→ **WHAT IS ASKED**
1 – List every reel to reel tape format that the post on factory-duplicated reel to reel tapes describes.
2 – Carry on the post about factory-duplicated reel to reel tapes from its final sentence.

→ **DOCUMENT PASSAGE**
-- START --

Ok, Ok, so this is just an excuse for me to share some of the officially released (rather than enthusiast recorded) reel to reel tapes I have. They aren't that common, so it may be interesting to some of you, and it'd certainly be great to hear from anyone who has their own factory duplicated reel to reel tapes. Please, take some pictures and post them here if you have any!

All mine so far are 4-Track Stereo. That means you get 2 stereo tracks on one side of the tape and 2 on the other, corresponding usually to each side of the vinyl release. There are 2-Track Stereo official releases - the signal recorded across the full-width of the tape, in one direction only, and 2-Track Mono - bi-directional play, but a mono instead of stereo signal.

Interesting variants of the standard are 2 Track 'Staggered Head' tapes designed to be played on machines that had two separate heads for the left and right channels, the heads being separated from each other. I've seen some jazz releases in this format from the early sixties. Played back on conventional two-track stereo heads there will be a playback delay between the left and right channels. These tapes aren't always clearly labelled so be careful!

There are also the later Quadraphonic (Q4) tapes. These utilised 4 Tracks in one direction on the tape. Quad reel to reel tape is considered the highest fidelity and most 'discrete' of all the Quad formats. It ran at twice the speed and had an obviously higher dynamic range vs 8-Track. Vinyl formats relied upon carrier signals in the 30khz band, or matrixed phase tricks relying upon carefully set up decoders to get a decent result. Q4 just needed a 4-Track quad reel to reel player and a quad amplifier.

-- END --

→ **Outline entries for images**
-- START --

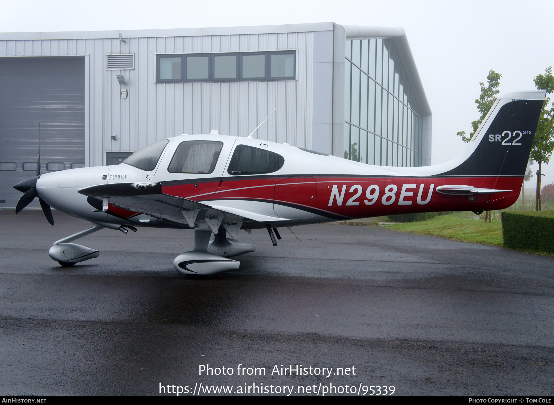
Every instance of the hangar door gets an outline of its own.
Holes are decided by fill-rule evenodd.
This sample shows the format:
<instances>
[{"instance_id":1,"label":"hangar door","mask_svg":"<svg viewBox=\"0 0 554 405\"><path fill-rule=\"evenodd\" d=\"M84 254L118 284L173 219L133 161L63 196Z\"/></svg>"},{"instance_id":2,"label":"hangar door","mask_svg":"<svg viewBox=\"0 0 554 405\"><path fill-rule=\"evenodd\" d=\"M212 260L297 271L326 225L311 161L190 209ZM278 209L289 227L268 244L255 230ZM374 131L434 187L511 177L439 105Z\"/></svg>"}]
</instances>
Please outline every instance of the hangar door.
<instances>
[{"instance_id":1,"label":"hangar door","mask_svg":"<svg viewBox=\"0 0 554 405\"><path fill-rule=\"evenodd\" d=\"M84 57L0 58L0 209L35 175L39 123L41 173L84 166Z\"/></svg>"}]
</instances>

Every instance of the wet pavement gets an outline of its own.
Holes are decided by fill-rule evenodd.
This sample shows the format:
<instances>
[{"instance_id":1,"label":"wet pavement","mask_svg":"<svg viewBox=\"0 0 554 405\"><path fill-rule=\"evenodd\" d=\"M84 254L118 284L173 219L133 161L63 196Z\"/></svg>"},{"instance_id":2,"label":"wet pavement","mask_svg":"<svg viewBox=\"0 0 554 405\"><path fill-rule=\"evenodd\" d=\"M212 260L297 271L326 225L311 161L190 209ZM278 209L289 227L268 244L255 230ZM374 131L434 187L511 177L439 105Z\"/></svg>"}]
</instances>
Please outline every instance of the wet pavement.
<instances>
[{"instance_id":1,"label":"wet pavement","mask_svg":"<svg viewBox=\"0 0 554 405\"><path fill-rule=\"evenodd\" d=\"M321 224L284 228L276 247L241 231L257 249L239 270L190 280L172 266L188 230L102 230L75 241L99 258L61 267L50 246L89 225L53 214L53 227L40 211L0 212L0 394L553 394L554 257ZM206 364L233 374L199 376Z\"/></svg>"}]
</instances>

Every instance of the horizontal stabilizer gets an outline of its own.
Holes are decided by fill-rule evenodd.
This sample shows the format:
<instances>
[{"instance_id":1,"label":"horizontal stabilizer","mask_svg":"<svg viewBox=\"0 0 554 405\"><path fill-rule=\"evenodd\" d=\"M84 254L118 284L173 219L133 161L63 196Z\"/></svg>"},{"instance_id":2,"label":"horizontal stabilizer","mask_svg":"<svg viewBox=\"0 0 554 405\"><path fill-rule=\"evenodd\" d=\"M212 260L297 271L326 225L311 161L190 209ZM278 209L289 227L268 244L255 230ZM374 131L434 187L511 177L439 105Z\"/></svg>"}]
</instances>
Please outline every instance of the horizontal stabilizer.
<instances>
[{"instance_id":1,"label":"horizontal stabilizer","mask_svg":"<svg viewBox=\"0 0 554 405\"><path fill-rule=\"evenodd\" d=\"M237 208L235 207L231 206L230 205L224 205L217 201L202 201L203 204L209 205L211 207L216 210L219 210L219 211L223 211L226 212L229 212L230 214L234 214L235 215L238 215L239 216L242 216L245 218L248 218L249 219L252 219L254 221L257 221L258 222L287 222L290 220L287 219L286 218L281 218L278 216L271 216L270 215L266 215L264 214L260 214L259 212L253 212L250 211L247 211L245 210L242 210L240 208Z\"/></svg>"},{"instance_id":2,"label":"horizontal stabilizer","mask_svg":"<svg viewBox=\"0 0 554 405\"><path fill-rule=\"evenodd\" d=\"M492 194L495 193L507 193L511 190L496 190L496 189L481 189L473 186L461 184L450 184L439 186L435 189L442 194L450 195L471 195L471 194Z\"/></svg>"}]
</instances>

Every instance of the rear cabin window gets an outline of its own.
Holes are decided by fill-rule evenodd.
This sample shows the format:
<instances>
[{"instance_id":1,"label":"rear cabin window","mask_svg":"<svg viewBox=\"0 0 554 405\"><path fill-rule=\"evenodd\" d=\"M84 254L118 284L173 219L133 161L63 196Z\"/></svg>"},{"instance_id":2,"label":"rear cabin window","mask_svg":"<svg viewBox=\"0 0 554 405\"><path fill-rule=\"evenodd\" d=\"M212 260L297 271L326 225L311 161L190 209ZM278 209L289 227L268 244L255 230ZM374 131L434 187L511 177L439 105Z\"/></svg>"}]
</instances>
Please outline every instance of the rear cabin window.
<instances>
[{"instance_id":1,"label":"rear cabin window","mask_svg":"<svg viewBox=\"0 0 554 405\"><path fill-rule=\"evenodd\" d=\"M274 152L247 145L239 145L231 158L227 172L234 176L264 174L283 167L285 158Z\"/></svg>"},{"instance_id":2,"label":"rear cabin window","mask_svg":"<svg viewBox=\"0 0 554 405\"><path fill-rule=\"evenodd\" d=\"M156 168L162 152L169 141L162 139L145 146L123 161L123 163L134 166L137 169L150 171Z\"/></svg>"},{"instance_id":3,"label":"rear cabin window","mask_svg":"<svg viewBox=\"0 0 554 405\"><path fill-rule=\"evenodd\" d=\"M223 146L223 142L188 140L177 147L167 171L170 173L202 173L213 171Z\"/></svg>"}]
</instances>

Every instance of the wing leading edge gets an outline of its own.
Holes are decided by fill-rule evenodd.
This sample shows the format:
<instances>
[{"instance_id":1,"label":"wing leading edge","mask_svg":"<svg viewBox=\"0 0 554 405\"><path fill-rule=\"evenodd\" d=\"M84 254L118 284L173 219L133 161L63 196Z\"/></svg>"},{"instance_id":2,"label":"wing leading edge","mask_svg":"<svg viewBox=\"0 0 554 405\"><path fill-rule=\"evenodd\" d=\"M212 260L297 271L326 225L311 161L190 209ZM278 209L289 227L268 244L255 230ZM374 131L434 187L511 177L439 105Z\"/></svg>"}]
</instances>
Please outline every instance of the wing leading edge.
<instances>
[{"instance_id":1,"label":"wing leading edge","mask_svg":"<svg viewBox=\"0 0 554 405\"><path fill-rule=\"evenodd\" d=\"M141 212L155 218L186 224L191 227L196 225L202 227L205 223L207 227L216 234L219 227L223 225L233 237L236 237L236 232L244 222L253 221L262 224L276 225L290 221L266 213L238 208L226 204L225 201L198 202L186 198L168 195L163 193L162 185L160 183L100 184L83 188L79 193L101 200L107 198L109 204L115 206ZM247 226L242 227L248 229L249 225L254 224L245 224ZM265 227L265 225L260 227Z\"/></svg>"}]
</instances>

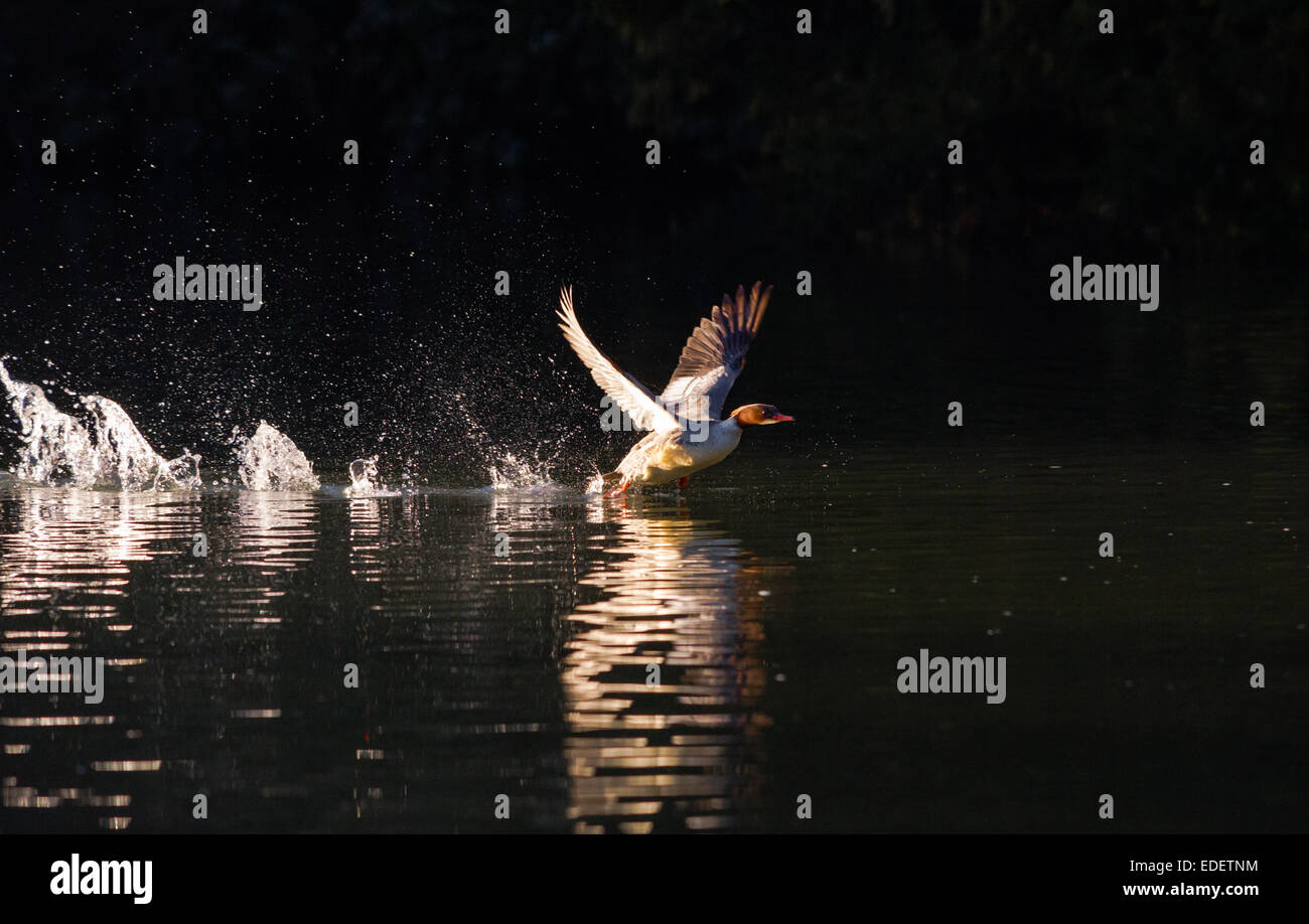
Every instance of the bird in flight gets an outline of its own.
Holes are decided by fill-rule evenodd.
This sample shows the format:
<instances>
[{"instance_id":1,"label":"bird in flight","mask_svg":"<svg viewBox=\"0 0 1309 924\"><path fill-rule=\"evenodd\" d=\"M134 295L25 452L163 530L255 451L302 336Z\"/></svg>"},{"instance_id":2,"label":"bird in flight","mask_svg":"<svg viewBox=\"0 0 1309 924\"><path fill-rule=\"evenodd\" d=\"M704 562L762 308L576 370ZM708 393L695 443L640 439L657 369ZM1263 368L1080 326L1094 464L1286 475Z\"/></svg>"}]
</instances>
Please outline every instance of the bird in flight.
<instances>
[{"instance_id":1,"label":"bird in flight","mask_svg":"<svg viewBox=\"0 0 1309 924\"><path fill-rule=\"evenodd\" d=\"M590 342L577 322L572 287L559 293L559 327L568 346L632 424L651 431L614 471L592 482L592 493L613 497L631 487L669 482L685 488L694 472L725 459L741 442L746 427L795 420L772 404L744 404L720 419L772 294L771 285L761 289L762 284L755 283L749 294L742 285L734 298L723 296L723 304L691 331L673 378L658 397Z\"/></svg>"}]
</instances>

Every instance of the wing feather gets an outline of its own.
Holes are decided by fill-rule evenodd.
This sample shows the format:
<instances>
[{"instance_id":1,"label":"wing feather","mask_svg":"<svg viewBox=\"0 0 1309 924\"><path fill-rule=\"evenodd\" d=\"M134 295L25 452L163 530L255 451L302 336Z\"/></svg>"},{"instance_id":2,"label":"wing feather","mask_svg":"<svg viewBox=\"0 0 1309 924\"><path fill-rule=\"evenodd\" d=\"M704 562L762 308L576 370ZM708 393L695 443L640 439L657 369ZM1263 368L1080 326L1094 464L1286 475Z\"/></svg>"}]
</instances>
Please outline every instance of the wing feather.
<instances>
[{"instance_id":1,"label":"wing feather","mask_svg":"<svg viewBox=\"0 0 1309 924\"><path fill-rule=\"evenodd\" d=\"M559 318L563 321L559 329L564 332L568 346L590 369L590 377L596 385L605 390L618 406L627 414L632 423L641 429L675 431L682 424L673 414L656 400L644 385L614 365L605 353L600 352L586 332L577 322L577 314L572 306L572 287L559 292Z\"/></svg>"},{"instance_id":2,"label":"wing feather","mask_svg":"<svg viewBox=\"0 0 1309 924\"><path fill-rule=\"evenodd\" d=\"M691 331L682 357L658 400L687 420L717 420L723 403L745 368L745 355L768 308L772 287L755 283L746 294L738 285L736 298L723 296L708 318Z\"/></svg>"}]
</instances>

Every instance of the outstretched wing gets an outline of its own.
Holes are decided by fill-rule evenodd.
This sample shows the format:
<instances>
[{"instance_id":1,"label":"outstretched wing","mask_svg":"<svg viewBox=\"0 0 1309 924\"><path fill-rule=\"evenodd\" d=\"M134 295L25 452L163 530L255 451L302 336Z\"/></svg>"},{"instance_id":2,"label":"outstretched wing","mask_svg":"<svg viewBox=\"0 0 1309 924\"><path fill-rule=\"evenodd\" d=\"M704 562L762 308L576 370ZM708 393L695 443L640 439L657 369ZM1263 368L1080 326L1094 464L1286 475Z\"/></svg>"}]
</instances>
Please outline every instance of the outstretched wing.
<instances>
[{"instance_id":1,"label":"outstretched wing","mask_svg":"<svg viewBox=\"0 0 1309 924\"><path fill-rule=\"evenodd\" d=\"M631 418L631 421L641 429L674 431L682 425L677 418L669 414L640 382L614 365L613 360L605 356L596 344L590 342L577 323L577 314L572 308L572 287L559 292L559 318L563 321L559 329L568 339L568 346L581 357L581 361L590 369L590 377L596 385L605 390L610 398Z\"/></svg>"},{"instance_id":2,"label":"outstretched wing","mask_svg":"<svg viewBox=\"0 0 1309 924\"><path fill-rule=\"evenodd\" d=\"M723 416L723 402L745 366L746 351L754 343L772 294L771 285L762 293L761 288L762 283L755 283L749 296L744 285L737 287L736 298L724 294L723 304L691 331L677 370L658 397L679 418L717 420Z\"/></svg>"}]
</instances>

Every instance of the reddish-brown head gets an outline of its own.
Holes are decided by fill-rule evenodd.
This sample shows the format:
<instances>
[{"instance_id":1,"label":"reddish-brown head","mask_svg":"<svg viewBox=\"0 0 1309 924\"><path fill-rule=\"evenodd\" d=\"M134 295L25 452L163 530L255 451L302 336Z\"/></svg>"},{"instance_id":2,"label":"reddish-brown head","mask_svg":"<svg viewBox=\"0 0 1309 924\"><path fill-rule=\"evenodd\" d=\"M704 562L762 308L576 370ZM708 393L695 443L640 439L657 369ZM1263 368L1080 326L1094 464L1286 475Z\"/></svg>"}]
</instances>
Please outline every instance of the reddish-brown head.
<instances>
[{"instance_id":1,"label":"reddish-brown head","mask_svg":"<svg viewBox=\"0 0 1309 924\"><path fill-rule=\"evenodd\" d=\"M785 420L795 420L791 415L783 414L772 404L744 404L732 411L737 424L741 427L759 427L762 424L780 424Z\"/></svg>"}]
</instances>

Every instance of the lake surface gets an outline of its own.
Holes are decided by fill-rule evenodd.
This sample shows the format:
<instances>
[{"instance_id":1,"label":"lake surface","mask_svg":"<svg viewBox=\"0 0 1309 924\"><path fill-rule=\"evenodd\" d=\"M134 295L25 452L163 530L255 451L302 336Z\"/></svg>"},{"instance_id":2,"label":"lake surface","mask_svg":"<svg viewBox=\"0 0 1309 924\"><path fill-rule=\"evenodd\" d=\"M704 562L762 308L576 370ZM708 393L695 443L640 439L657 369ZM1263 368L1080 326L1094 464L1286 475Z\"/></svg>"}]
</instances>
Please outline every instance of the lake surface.
<instances>
[{"instance_id":1,"label":"lake surface","mask_svg":"<svg viewBox=\"0 0 1309 924\"><path fill-rule=\"evenodd\" d=\"M1293 442L780 431L603 503L0 487L5 652L107 660L0 698L4 830L1305 827ZM920 648L1005 702L898 692Z\"/></svg>"}]
</instances>

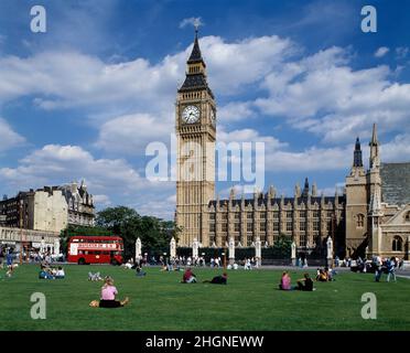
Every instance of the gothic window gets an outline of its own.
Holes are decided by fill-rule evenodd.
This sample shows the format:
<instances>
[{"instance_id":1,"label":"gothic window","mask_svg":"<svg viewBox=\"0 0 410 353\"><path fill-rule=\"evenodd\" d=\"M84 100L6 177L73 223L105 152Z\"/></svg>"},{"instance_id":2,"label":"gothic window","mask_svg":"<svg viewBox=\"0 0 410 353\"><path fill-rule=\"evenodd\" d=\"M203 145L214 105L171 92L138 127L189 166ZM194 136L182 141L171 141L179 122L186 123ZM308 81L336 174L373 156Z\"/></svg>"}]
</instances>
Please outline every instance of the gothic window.
<instances>
[{"instance_id":1,"label":"gothic window","mask_svg":"<svg viewBox=\"0 0 410 353\"><path fill-rule=\"evenodd\" d=\"M287 222L287 232L292 232L292 229L293 229L292 222Z\"/></svg>"},{"instance_id":2,"label":"gothic window","mask_svg":"<svg viewBox=\"0 0 410 353\"><path fill-rule=\"evenodd\" d=\"M308 236L305 234L301 235L299 238L299 245L300 246L306 246L308 245Z\"/></svg>"},{"instance_id":3,"label":"gothic window","mask_svg":"<svg viewBox=\"0 0 410 353\"><path fill-rule=\"evenodd\" d=\"M267 225L265 222L261 222L260 225L259 225L259 231L260 232L266 232L267 231Z\"/></svg>"},{"instance_id":4,"label":"gothic window","mask_svg":"<svg viewBox=\"0 0 410 353\"><path fill-rule=\"evenodd\" d=\"M235 232L240 232L240 223L235 223Z\"/></svg>"},{"instance_id":5,"label":"gothic window","mask_svg":"<svg viewBox=\"0 0 410 353\"><path fill-rule=\"evenodd\" d=\"M392 250L393 252L402 252L402 240L401 237L395 236L393 242L392 242Z\"/></svg>"},{"instance_id":6,"label":"gothic window","mask_svg":"<svg viewBox=\"0 0 410 353\"><path fill-rule=\"evenodd\" d=\"M302 232L306 231L306 222L301 222L299 224L299 229L302 231Z\"/></svg>"},{"instance_id":7,"label":"gothic window","mask_svg":"<svg viewBox=\"0 0 410 353\"><path fill-rule=\"evenodd\" d=\"M313 222L313 231L319 232L320 231L320 224L317 221Z\"/></svg>"},{"instance_id":8,"label":"gothic window","mask_svg":"<svg viewBox=\"0 0 410 353\"><path fill-rule=\"evenodd\" d=\"M359 213L357 215L357 227L358 228L363 228L365 226L365 215L363 215L362 213Z\"/></svg>"}]
</instances>

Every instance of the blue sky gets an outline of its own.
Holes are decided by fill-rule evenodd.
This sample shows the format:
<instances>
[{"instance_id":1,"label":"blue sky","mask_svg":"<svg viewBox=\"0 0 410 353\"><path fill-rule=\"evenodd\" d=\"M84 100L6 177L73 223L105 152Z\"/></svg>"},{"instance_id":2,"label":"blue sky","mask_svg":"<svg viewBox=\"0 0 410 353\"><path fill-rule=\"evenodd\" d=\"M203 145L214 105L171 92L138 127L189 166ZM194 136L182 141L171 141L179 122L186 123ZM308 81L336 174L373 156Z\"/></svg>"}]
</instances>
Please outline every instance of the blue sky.
<instances>
[{"instance_id":1,"label":"blue sky","mask_svg":"<svg viewBox=\"0 0 410 353\"><path fill-rule=\"evenodd\" d=\"M172 218L175 185L145 179L144 149L174 130L193 17L218 140L265 141L266 189L292 195L309 176L333 194L374 122L382 161L410 160L410 2L53 0L32 33L34 4L0 3L3 194L85 178L99 208ZM360 31L364 4L377 33Z\"/></svg>"}]
</instances>

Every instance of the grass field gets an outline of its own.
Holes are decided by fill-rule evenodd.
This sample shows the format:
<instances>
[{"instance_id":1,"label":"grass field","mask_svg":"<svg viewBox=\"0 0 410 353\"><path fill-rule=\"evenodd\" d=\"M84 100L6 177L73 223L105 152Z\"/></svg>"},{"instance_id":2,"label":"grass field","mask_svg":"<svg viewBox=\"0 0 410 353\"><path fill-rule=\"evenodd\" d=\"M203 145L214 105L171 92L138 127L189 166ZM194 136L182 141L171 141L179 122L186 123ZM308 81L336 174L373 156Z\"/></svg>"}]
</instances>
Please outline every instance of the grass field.
<instances>
[{"instance_id":1,"label":"grass field","mask_svg":"<svg viewBox=\"0 0 410 353\"><path fill-rule=\"evenodd\" d=\"M279 270L236 270L228 285L182 285L182 272L111 266L65 266L66 279L40 280L39 267L19 267L14 277L0 271L0 330L410 330L410 280L375 282L373 275L339 272L334 282L317 282L313 292L277 290ZM87 280L88 271L115 278L119 309L89 308L99 298L101 282ZM195 269L202 281L218 270ZM314 271L312 271L312 275ZM292 284L302 277L291 271ZM46 320L32 320L30 296L46 297ZM377 320L360 315L362 295L377 296Z\"/></svg>"}]
</instances>

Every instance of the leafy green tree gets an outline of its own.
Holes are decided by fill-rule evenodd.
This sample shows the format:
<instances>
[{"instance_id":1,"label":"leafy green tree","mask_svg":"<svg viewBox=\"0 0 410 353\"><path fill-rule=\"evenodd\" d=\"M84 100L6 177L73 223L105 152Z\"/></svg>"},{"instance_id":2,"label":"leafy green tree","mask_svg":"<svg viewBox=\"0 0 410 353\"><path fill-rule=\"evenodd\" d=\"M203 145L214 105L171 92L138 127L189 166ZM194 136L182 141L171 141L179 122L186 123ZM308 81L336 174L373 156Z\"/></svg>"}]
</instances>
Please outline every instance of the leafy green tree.
<instances>
[{"instance_id":1,"label":"leafy green tree","mask_svg":"<svg viewBox=\"0 0 410 353\"><path fill-rule=\"evenodd\" d=\"M96 224L122 237L126 258L134 256L134 244L138 237L144 250L160 253L168 249L171 237L176 238L181 232L174 222L141 216L136 210L126 206L100 211Z\"/></svg>"}]
</instances>

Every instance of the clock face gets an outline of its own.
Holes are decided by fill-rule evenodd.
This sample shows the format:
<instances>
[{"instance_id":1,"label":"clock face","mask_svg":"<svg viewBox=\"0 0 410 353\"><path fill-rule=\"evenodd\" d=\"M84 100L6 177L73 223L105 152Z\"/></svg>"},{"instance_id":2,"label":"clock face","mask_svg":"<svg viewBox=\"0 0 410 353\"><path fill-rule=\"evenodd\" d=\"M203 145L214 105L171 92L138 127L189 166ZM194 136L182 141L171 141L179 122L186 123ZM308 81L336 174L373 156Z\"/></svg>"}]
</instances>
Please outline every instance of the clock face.
<instances>
[{"instance_id":1,"label":"clock face","mask_svg":"<svg viewBox=\"0 0 410 353\"><path fill-rule=\"evenodd\" d=\"M212 122L212 125L214 125L214 126L215 126L215 124L216 124L216 116L215 116L215 111L214 111L214 109L211 110L211 122Z\"/></svg>"},{"instance_id":2,"label":"clock face","mask_svg":"<svg viewBox=\"0 0 410 353\"><path fill-rule=\"evenodd\" d=\"M182 120L186 124L194 124L199 120L199 109L196 106L187 106L182 111Z\"/></svg>"}]
</instances>

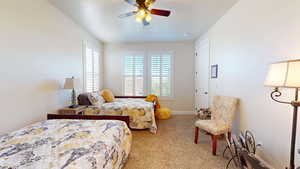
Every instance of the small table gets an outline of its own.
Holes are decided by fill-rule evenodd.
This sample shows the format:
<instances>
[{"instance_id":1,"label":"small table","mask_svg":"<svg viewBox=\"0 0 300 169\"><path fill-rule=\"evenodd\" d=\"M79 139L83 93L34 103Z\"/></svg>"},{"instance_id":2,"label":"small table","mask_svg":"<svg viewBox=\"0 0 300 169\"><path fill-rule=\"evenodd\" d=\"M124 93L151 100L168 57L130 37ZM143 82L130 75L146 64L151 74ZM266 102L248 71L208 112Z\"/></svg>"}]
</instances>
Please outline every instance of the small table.
<instances>
[{"instance_id":1,"label":"small table","mask_svg":"<svg viewBox=\"0 0 300 169\"><path fill-rule=\"evenodd\" d=\"M58 110L58 114L62 114L62 115L74 115L74 114L84 114L84 111L87 110L87 106L79 106L77 108L63 108L63 109L59 109Z\"/></svg>"}]
</instances>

-- END --

→ **RESULTS IN ORDER**
1 – 4-Track Stereo, 2-Track Stereo, 2-Track Mono, 2 Track 'Staggered Head', and Quadraphonic (Q4).

2 –
By the late 60's most reel to reel releases were in 4-Track stereo, and ran at the higher 7½ inch-per-second speed. As the decade turned, most releases moved to 3¾ ips - an attempt to save costs is my guess. 7½ ips is great sounding. 3¾ ips is respectable, but when you've heard some nice high-speed releases, you wish they were all like that.

It's useful to know though, whatever the playback speed, how the tapes were duplicated. The best way to explain this is by a quote from a thread on Audiokarma in 2007:

Back in the day, I used to work for GRT (Blue Label Tape division of Chess/Janis records). All the working masters were on Ampex tape running at very high speed (240 IPS) in partial vacuum loose bin loaders. All the duplicating machines for R2R were Ampex slaves running 3000 ft pancakes of BASF 1/4 tape at 120 IPS. They maintained tension well, but the bulk tape was the cheapest we could get that would hold signal, tracking and linearity for 60 days.

The marketing boys decided that new tape owners would play a new tape more during the first few weeks of ownership. As time went on, it would begin to warp and deteriorate, but the owner would think it was something they'd done. It was just the nature of the business. I don't think anything has changed 35 years later?
Given this, it's almost surprising that the tapes I have, mostly NOS, a good number of them still having the leader seal-tape still present (before I unsealed them to have a listen, which it's all about) - sound as good as new And good they sound too. Especially those 7½ ips ones

I'm only collecting artists that I really like, and albums I rate. There's lots and lots of easy-listening stuff, classical and mawky-country out there but I'm focussed on quality stuff.

A few things that I'm looking for and haven't got hold of yet are Michael Jackson's 'Thriller' on (well duplicated - apparently) 3¾ ips, any Roberta Flack - most of her classic albums were released on 7½ ips reel by Atlantic, Byrds albums not pictured, most of which were rumoured to have had reel releases, but I've not come across any in 2 years looking, and the Daddy of them all... the only album by Pink Floyd to ever get an official reel to reel release. 'Atom Heart Mother', on the Japanese 'Odeon' label, 7½ ips. Sold last year for around £1,200. A bit out of my price range

Some pictures...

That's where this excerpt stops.